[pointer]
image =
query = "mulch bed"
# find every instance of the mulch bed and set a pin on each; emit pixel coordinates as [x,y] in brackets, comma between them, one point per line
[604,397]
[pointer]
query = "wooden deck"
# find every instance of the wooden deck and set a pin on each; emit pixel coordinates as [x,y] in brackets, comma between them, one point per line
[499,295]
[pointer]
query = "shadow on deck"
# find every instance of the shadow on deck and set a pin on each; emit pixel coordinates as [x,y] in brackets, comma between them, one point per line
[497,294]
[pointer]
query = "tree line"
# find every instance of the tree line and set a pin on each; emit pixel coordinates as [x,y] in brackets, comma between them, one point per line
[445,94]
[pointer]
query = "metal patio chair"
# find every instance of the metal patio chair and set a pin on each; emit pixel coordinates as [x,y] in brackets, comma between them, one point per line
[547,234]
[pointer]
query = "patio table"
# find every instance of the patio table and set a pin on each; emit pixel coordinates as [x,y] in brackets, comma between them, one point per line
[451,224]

--- Task prompt ---
Reproduce all of the records above, swapping "mulch bed" for "gravel bed" wherever it occurs and leaving everything else unchanged.

--- Result of the task ---
[pointer]
image =
query = "gravel bed"
# find every instance of the gravel bed and set a pin on each; emit pixel coordinates as [x,y] in brackets, comma between them, one point per line
[604,397]
[pointer]
query = "wooden deck"
# find every instance of the wooden deck and set a pin on each; emit pixel coordinates as [x,y] in brackets, comma between them, one point per line
[499,295]
[pointer]
query = "shadow on deck"
# find every instance of the shadow on deck and set a pin on each; emit pixel coordinates as [x,y] in brackets, comma between them, one point per line
[497,294]
[pointer]
query = "tree line"
# find every instance of the tree line and set a pin on each; emit pixel coordinates as [x,y] in brackets, comma between them, one point per line
[445,94]
[pointer]
query = "metal patio chair"
# find every instance of the metal patio chair and set a pin on each; emit pixel coordinates as [x,y] in brackets, comma between them, one point per line
[547,234]
[pointer]
query = "patio table"
# find every instance of the patio table and set a pin on each; emit pixel coordinates as [x,y] in brackets, comma between them, one point per line
[451,224]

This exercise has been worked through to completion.